Document text:
_ _ _
# Heatsink material



## yazkaz (Dec 29, 2009)

Which material would be most suitable for making custom heatsink canisters? Copper (especially OFC), brass, or aluminum? And why?

I understand that OFC yields the best performance, but I cannot find OFC material in my area. Will brass be a good substitute, or should I stick to aluminum for better performance?


----------



## precisionworks (Dec 29, 2009)

> Copper (especially OFC), brass, or aluminum? And why?












Of those three metals, pure copper (aka OFC or C10100) has the highest thermal conductivity (k) at 223. Pure aluminum is second at 118, and brass is way down the chart. 

The most common copper alloy is ETP (C11000, or Alloy 110), which has a k rating only 1% less than OFC. Most electrical & electronic suppliers carry ETP in rounds, flats, and square bars.

http://www.cut2sizemetals.com/copper/rectangular-bar/kbr/?gclid=CLPPto2--54CFRQeDQodWF0vBg

http://www.smallparts.com/s?ie=UTF8...bility_class&gclid=CN_Dno-_-54CFQUeDQodcHi8Aw

http://www.onlinemetals.com/merchant.cfm?id=87&step=2&top_cat=87


----------



## StrikerDown (Dec 29, 2009)

Barry, you didn't mention gold!  :twothumbs


----------



## darkzero (Dec 29, 2009)

As Fred mentioned, in another thread, Silver! :naughty: "Silver, pure 235"

I'd love to see Fred make a pure silver flashlight! *hint, hint


----------



## stinky (Dec 30, 2009)

isn't diamond actually the king of thermal conductivity? but seriously, there are many copper alloys that are suitable. you don't have to use ofc. supposedly ofc is difficult to work with compared to some other alloys. 

Copper No. Thermal Conductivity, 68°F (Btu/Ft2/Ft/Hr/°F) 
Coppers 
C10100 226 
C10200 226 
C11000 226 
C12200 196 
C14300 218 
C14500 205 
Copper Alloys 
C17200 62-75 
C17300 62-75 
C17510 144 
C18000 125 
A945 80 
C18200 187 (68-212°F) 
C18700 / C99 218 
C97 140 
Brasses 
C21000 135 
C22000 109 
C23000 92 
C26000 70 
C28000 71 
Leaded Brasses 
C33000 67 
C35300 67 
C36000 67 
C36500 71 
C38500 71 
Tin Brasses 
C46400 67 
C48500 67 
Phosphor Bronze 
C51000 40 
Leaded Phosphor Bronze 
C54400 50 
Aluminum Silicon Bronze 
C64200 26 
Silicon Bronze 
C65500 21 
Copper-Zinc 
C67300 
Copper-Nickel 
C71500 17 
Nickel-Silver 
C75200 19

extracted from here: http://www.copperandbrass.com/cnb/cms/groups/intranet/@inter-cabs/documents/web_content/d_004663.pdf


----------



## greg_in_canada (Dec 30, 2009)

Speaking of silver, here is a cool (PC) heatsink made using a silver coin: http://www.overclockers.com/heres-a-little-teapot-short-and-stout/

Greg


----------



## precisionworks (Dec 30, 2009)

> ... you didn't mention gold! ...As Fred mentioned in another thread, Silver!



LOL 

Silver did jump out as the leader in thermal conductivity, but the OP asked only about copper, brass or aluminum. In a rare moment, I tried to stay on topic and focus on only those three metals


----------



## Justin Case (Dec 30, 2009)
_ _ _
(Detection annotation records)
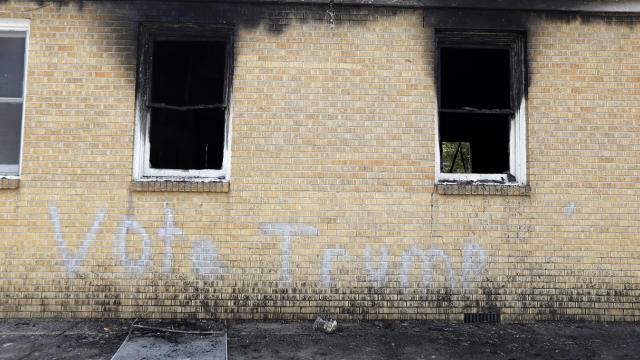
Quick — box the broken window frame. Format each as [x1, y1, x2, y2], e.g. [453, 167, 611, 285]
[435, 30, 527, 185]
[0, 18, 29, 179]
[133, 23, 233, 181]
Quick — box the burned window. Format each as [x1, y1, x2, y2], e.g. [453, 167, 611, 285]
[0, 20, 29, 176]
[138, 24, 232, 179]
[436, 31, 525, 183]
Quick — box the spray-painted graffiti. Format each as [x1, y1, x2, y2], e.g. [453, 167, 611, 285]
[49, 207, 487, 289]
[49, 203, 222, 275]
[261, 223, 487, 289]
[364, 245, 389, 286]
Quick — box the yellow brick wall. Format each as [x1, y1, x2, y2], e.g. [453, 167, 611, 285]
[0, 1, 640, 321]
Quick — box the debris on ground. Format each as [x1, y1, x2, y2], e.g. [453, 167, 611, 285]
[313, 316, 338, 334]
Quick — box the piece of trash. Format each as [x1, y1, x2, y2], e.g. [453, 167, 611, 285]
[313, 316, 338, 334]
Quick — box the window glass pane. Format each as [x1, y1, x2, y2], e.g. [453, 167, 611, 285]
[0, 37, 25, 98]
[440, 48, 511, 109]
[0, 103, 22, 165]
[149, 109, 225, 170]
[440, 113, 511, 174]
[151, 40, 226, 106]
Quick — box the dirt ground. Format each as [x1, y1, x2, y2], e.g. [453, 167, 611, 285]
[0, 320, 640, 360]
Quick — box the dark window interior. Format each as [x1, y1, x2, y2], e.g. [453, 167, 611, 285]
[149, 40, 226, 170]
[440, 48, 511, 109]
[439, 47, 513, 174]
[440, 113, 511, 174]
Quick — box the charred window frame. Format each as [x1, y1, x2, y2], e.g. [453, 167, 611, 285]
[134, 24, 233, 181]
[435, 30, 526, 185]
[0, 19, 29, 178]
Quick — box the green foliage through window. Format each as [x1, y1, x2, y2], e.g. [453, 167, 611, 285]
[441, 141, 471, 173]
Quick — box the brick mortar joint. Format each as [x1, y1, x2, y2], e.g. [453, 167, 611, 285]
[130, 180, 231, 193]
[0, 178, 20, 190]
[435, 183, 531, 196]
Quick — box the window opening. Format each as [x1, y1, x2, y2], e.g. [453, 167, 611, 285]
[136, 24, 232, 179]
[437, 31, 524, 182]
[149, 41, 226, 170]
[0, 23, 28, 176]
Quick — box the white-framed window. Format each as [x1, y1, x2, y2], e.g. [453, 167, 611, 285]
[0, 18, 29, 178]
[435, 30, 526, 185]
[134, 24, 233, 181]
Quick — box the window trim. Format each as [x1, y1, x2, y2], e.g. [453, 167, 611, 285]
[133, 23, 234, 182]
[434, 30, 527, 185]
[0, 18, 30, 179]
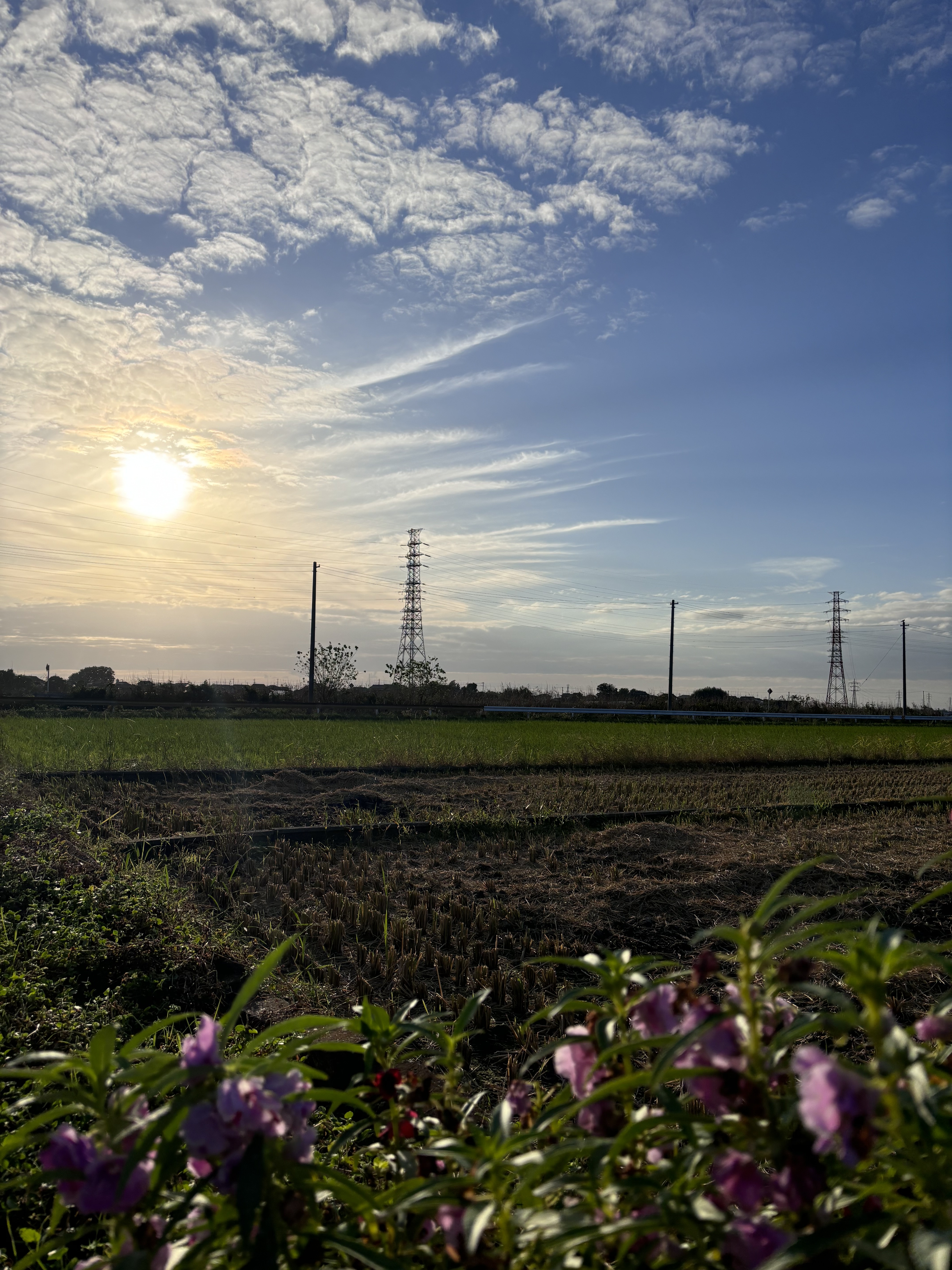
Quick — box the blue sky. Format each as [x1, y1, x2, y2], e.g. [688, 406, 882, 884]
[0, 0, 952, 703]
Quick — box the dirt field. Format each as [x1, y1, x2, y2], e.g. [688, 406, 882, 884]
[30, 762, 952, 837]
[20, 763, 952, 1050]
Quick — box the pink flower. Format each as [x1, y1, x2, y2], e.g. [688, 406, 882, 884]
[915, 1015, 952, 1044]
[182, 1069, 317, 1173]
[39, 1124, 152, 1214]
[182, 1015, 221, 1067]
[711, 1151, 764, 1213]
[767, 1159, 822, 1213]
[505, 1081, 536, 1119]
[74, 1153, 152, 1214]
[791, 1045, 880, 1165]
[628, 983, 678, 1038]
[182, 1102, 236, 1157]
[39, 1124, 98, 1204]
[214, 1076, 287, 1138]
[437, 1204, 466, 1251]
[724, 1218, 791, 1270]
[674, 997, 746, 1115]
[555, 1024, 608, 1099]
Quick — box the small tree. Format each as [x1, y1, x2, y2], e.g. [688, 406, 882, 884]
[294, 644, 357, 692]
[66, 665, 116, 692]
[387, 657, 447, 688]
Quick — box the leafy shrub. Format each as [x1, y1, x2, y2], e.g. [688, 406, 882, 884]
[1, 865, 952, 1270]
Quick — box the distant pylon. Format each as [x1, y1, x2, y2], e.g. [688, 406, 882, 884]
[826, 591, 849, 706]
[397, 530, 426, 668]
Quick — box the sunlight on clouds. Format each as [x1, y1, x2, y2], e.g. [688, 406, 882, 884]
[116, 450, 192, 521]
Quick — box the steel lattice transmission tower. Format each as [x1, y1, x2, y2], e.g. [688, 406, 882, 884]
[826, 591, 849, 706]
[397, 530, 426, 669]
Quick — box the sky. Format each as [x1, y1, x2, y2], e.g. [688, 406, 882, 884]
[0, 0, 952, 705]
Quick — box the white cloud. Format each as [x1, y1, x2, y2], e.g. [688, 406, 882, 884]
[0, 0, 756, 322]
[0, 211, 198, 300]
[75, 0, 498, 62]
[531, 0, 812, 95]
[847, 196, 896, 230]
[750, 556, 840, 582]
[434, 82, 756, 213]
[740, 199, 807, 234]
[335, 0, 499, 62]
[523, 0, 952, 96]
[534, 516, 664, 533]
[840, 146, 932, 230]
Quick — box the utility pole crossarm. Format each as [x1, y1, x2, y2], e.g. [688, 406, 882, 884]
[826, 591, 849, 706]
[668, 599, 678, 710]
[307, 560, 320, 705]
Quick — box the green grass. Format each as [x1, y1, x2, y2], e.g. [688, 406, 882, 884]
[0, 717, 952, 772]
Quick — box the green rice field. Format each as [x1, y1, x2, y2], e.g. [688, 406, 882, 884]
[0, 717, 952, 772]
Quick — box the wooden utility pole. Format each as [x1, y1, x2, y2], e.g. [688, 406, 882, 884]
[668, 599, 678, 710]
[307, 560, 320, 705]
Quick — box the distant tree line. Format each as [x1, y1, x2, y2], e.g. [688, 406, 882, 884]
[0, 665, 942, 716]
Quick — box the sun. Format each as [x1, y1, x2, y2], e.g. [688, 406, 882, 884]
[118, 450, 192, 521]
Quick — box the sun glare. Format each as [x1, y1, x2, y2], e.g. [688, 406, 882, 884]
[118, 450, 190, 521]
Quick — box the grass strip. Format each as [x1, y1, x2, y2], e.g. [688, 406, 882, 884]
[0, 717, 952, 774]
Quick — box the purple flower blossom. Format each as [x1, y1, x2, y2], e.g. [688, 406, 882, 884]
[39, 1124, 98, 1204]
[75, 1153, 152, 1213]
[214, 1076, 287, 1138]
[39, 1124, 152, 1214]
[182, 1015, 221, 1067]
[791, 1045, 880, 1165]
[674, 997, 746, 1115]
[711, 1151, 765, 1213]
[628, 983, 678, 1038]
[505, 1081, 536, 1119]
[915, 1015, 952, 1044]
[182, 1102, 235, 1158]
[182, 1071, 317, 1173]
[767, 1159, 822, 1213]
[437, 1204, 466, 1251]
[555, 1024, 608, 1099]
[724, 1218, 791, 1270]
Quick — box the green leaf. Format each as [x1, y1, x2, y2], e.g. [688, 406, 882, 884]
[235, 1133, 264, 1246]
[242, 1015, 344, 1054]
[119, 1010, 198, 1058]
[463, 1200, 496, 1255]
[13, 1222, 99, 1270]
[324, 1234, 406, 1270]
[250, 1205, 278, 1270]
[89, 1026, 116, 1078]
[758, 1217, 878, 1270]
[221, 935, 300, 1041]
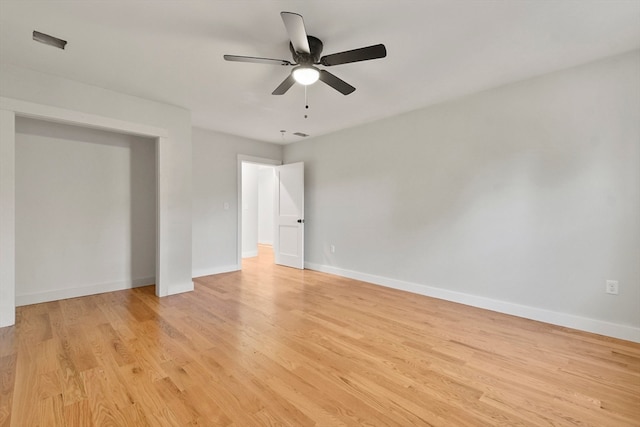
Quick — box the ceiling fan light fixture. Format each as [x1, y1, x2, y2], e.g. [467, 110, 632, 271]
[291, 65, 320, 86]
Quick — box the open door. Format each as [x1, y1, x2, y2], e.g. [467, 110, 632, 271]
[273, 162, 304, 269]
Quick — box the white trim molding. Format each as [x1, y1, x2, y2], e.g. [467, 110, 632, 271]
[192, 264, 240, 278]
[16, 277, 156, 307]
[305, 262, 640, 343]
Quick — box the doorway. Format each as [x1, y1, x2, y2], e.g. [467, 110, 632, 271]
[237, 155, 282, 269]
[242, 162, 275, 259]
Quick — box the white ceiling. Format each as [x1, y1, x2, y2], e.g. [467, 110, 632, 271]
[0, 0, 640, 143]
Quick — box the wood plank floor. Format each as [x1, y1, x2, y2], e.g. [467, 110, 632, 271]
[0, 248, 640, 427]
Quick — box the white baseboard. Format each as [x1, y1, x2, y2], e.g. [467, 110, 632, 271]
[166, 281, 195, 296]
[191, 264, 240, 278]
[242, 249, 258, 258]
[304, 262, 640, 343]
[16, 277, 156, 307]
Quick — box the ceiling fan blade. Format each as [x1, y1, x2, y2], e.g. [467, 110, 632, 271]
[271, 74, 296, 95]
[319, 70, 356, 95]
[224, 55, 293, 65]
[280, 12, 311, 53]
[320, 44, 387, 67]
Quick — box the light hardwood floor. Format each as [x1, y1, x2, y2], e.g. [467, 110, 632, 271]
[0, 248, 640, 427]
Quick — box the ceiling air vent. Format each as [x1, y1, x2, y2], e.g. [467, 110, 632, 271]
[33, 31, 67, 50]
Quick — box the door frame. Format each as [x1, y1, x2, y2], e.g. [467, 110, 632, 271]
[236, 154, 282, 270]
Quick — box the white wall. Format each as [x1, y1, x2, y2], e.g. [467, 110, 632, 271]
[193, 128, 282, 277]
[284, 51, 640, 341]
[15, 118, 156, 305]
[0, 64, 193, 321]
[242, 162, 260, 258]
[258, 166, 275, 245]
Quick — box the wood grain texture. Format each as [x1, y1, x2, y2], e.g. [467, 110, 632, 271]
[0, 247, 640, 427]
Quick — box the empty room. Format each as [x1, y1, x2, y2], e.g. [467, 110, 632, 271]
[0, 0, 640, 427]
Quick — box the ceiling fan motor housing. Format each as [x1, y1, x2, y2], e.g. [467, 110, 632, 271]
[289, 36, 323, 65]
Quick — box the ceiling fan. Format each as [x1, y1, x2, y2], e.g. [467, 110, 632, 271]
[224, 12, 387, 95]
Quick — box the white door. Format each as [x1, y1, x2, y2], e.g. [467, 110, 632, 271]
[273, 162, 304, 269]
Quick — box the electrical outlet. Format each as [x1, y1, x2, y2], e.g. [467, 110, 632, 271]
[605, 280, 618, 295]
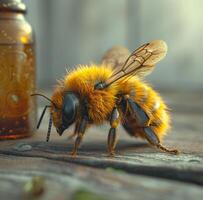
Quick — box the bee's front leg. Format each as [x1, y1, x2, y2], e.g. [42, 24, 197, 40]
[107, 107, 120, 156]
[71, 117, 88, 156]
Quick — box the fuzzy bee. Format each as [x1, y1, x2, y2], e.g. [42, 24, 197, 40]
[33, 40, 178, 156]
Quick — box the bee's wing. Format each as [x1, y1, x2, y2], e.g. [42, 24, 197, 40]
[102, 45, 130, 69]
[105, 40, 167, 86]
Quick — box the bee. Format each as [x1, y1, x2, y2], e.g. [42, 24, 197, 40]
[33, 40, 178, 156]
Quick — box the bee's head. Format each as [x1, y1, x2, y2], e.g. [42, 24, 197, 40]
[56, 92, 79, 135]
[31, 92, 79, 142]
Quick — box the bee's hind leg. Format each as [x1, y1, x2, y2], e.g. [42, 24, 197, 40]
[144, 127, 179, 154]
[107, 107, 120, 156]
[68, 122, 80, 140]
[71, 117, 88, 156]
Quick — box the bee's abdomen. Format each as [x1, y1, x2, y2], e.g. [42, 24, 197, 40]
[119, 81, 170, 139]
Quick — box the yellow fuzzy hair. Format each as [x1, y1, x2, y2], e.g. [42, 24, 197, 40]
[52, 64, 170, 139]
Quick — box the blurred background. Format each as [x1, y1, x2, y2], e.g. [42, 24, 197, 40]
[24, 0, 203, 92]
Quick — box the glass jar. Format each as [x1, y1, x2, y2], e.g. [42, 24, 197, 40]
[0, 0, 37, 139]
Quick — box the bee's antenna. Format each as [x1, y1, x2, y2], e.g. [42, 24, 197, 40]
[30, 93, 57, 108]
[37, 105, 51, 129]
[47, 114, 52, 142]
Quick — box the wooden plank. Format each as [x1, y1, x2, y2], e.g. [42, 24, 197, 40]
[0, 156, 203, 199]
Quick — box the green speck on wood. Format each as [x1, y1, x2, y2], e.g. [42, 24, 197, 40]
[24, 176, 45, 196]
[73, 189, 108, 200]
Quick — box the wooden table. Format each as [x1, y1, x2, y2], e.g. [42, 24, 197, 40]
[0, 93, 203, 200]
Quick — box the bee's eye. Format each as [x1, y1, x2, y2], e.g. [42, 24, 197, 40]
[62, 92, 79, 131]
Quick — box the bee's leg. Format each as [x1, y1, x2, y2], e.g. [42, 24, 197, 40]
[144, 127, 179, 154]
[123, 96, 150, 127]
[68, 122, 80, 140]
[71, 117, 88, 156]
[107, 107, 120, 156]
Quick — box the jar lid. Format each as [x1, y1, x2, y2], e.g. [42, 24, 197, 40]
[0, 0, 26, 13]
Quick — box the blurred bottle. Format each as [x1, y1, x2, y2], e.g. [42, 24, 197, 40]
[0, 0, 36, 139]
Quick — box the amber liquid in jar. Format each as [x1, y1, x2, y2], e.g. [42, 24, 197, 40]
[0, 12, 37, 139]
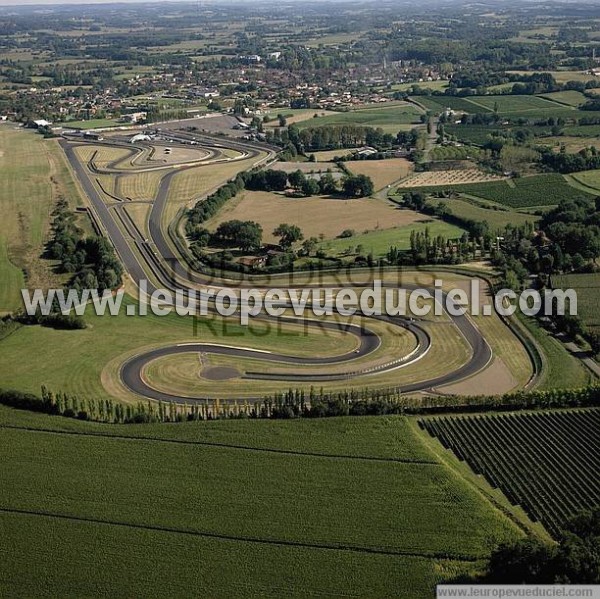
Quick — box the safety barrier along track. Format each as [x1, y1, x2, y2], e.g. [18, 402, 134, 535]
[60, 133, 492, 403]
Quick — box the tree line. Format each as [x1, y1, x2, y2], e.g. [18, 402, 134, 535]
[46, 199, 123, 293]
[0, 385, 600, 424]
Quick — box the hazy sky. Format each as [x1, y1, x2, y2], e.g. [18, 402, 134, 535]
[0, 0, 191, 6]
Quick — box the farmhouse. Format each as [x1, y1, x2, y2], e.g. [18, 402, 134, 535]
[238, 256, 267, 268]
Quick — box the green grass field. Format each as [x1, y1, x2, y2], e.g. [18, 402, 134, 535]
[571, 169, 600, 193]
[0, 299, 355, 401]
[540, 90, 587, 106]
[552, 273, 600, 331]
[415, 95, 583, 119]
[431, 198, 537, 229]
[0, 407, 522, 599]
[298, 102, 421, 133]
[62, 119, 122, 129]
[519, 316, 595, 390]
[429, 146, 482, 161]
[320, 217, 464, 257]
[401, 174, 593, 208]
[0, 125, 89, 313]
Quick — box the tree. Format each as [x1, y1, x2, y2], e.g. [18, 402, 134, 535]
[302, 177, 321, 197]
[288, 169, 306, 189]
[273, 223, 304, 250]
[485, 507, 600, 584]
[213, 220, 262, 252]
[342, 175, 374, 198]
[302, 237, 319, 256]
[319, 173, 338, 195]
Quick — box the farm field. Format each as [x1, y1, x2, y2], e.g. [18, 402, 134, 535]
[0, 298, 356, 402]
[519, 316, 596, 391]
[413, 95, 491, 113]
[320, 220, 464, 257]
[552, 273, 600, 332]
[344, 158, 413, 190]
[116, 171, 164, 200]
[539, 90, 587, 106]
[571, 170, 600, 193]
[538, 135, 595, 154]
[165, 159, 256, 222]
[62, 119, 122, 129]
[0, 125, 89, 313]
[431, 198, 537, 230]
[265, 108, 336, 127]
[313, 148, 358, 164]
[506, 70, 594, 83]
[416, 95, 576, 118]
[420, 409, 600, 536]
[0, 407, 522, 599]
[429, 146, 482, 161]
[271, 162, 340, 175]
[206, 191, 422, 243]
[298, 102, 421, 134]
[399, 173, 593, 208]
[398, 168, 502, 189]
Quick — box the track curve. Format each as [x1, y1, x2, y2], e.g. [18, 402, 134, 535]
[59, 133, 492, 403]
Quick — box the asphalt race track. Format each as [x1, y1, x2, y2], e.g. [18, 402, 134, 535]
[60, 131, 492, 403]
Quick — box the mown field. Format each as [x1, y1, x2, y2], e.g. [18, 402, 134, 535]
[420, 409, 600, 536]
[415, 95, 577, 119]
[0, 407, 522, 599]
[298, 102, 422, 133]
[345, 158, 413, 191]
[571, 170, 600, 193]
[400, 174, 593, 208]
[552, 273, 600, 331]
[205, 190, 421, 243]
[320, 217, 464, 257]
[431, 198, 537, 230]
[0, 124, 89, 313]
[0, 298, 355, 401]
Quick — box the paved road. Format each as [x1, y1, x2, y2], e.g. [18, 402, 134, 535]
_ _ _
Given exercise A: Check each statement against the heatsink thread and answer yes or no, quoting the deciding words: (i) Pure copper is given a thermal conductivity of 223. (ii) ETP copper is said to have a k rating 10% lower than OFC. (iii) OFC is described as easier to work with than some other alloys.
Given exercise B: In the records, take the lines from the one with "Quick — box the wooden plank." up to and including the one with "[0, 93, 203, 200]", and raise every bounding-box coordinate in the answers by 64. Give those lines again, and keep the requests unchanged.

Complete answer A:
(i) Yes: "pure copper (aka OFC or C10100) has the highest thermal conductivity (k) at 223"
(ii) No: "has a k rating only 1% less than OFC"
(iii) No: "supposedly ofc is difficult to work with compared to some other alloys"

Complete answer B:
Quick — box the wooden plank. Format each as [x1, y1, x2, y2], e.g. [42, 24, 197, 40]
[64, 220, 267, 263]
Quick — box the green speck on wood. Format each as [x1, y1, x2, y2], e.g. [42, 24, 197, 40]
[88, 240, 109, 260]
[137, 253, 172, 264]
Quick — box the wooden table. Format each as [x1, y1, x2, y2], e.g. [42, 24, 197, 40]
[64, 157, 267, 264]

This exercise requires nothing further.